▸ **STATED TASK**: Rewrite all of the data below, changing every "bounding box" to "rectangle" and leaving everything else untouched.

▸ **Data from a dataset**:

****

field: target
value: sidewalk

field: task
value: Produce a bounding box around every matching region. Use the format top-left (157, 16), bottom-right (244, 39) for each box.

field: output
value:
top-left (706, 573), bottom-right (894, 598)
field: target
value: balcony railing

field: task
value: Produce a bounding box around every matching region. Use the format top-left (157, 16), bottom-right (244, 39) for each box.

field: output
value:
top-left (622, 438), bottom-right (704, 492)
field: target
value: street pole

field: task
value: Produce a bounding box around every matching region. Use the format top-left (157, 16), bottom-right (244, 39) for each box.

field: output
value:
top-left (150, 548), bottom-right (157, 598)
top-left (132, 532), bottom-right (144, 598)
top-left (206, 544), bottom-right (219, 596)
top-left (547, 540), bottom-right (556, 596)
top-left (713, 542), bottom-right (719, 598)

****

▸ **EXERCISE RESULT**:
field: target
value: sidewalk

field: task
value: Produce a rectangle around every matching region. Use the format top-left (157, 16), bottom-right (244, 39) for each box.

field: output
value:
top-left (706, 573), bottom-right (894, 598)
field: target
value: balcony railing

field: task
value: Produce a rectangle around every matching region. Use the format top-left (157, 16), bottom-right (244, 39) for each box.

field: output
value:
top-left (622, 438), bottom-right (704, 492)
field: target
value: street pole

field: task
value: Produce a rectangle around every matching region. Use the format top-left (157, 16), bottom-right (244, 39) for each box.

field: output
value:
top-left (150, 548), bottom-right (157, 598)
top-left (132, 532), bottom-right (144, 598)
top-left (206, 544), bottom-right (219, 596)
top-left (547, 540), bottom-right (556, 596)
top-left (713, 542), bottom-right (719, 598)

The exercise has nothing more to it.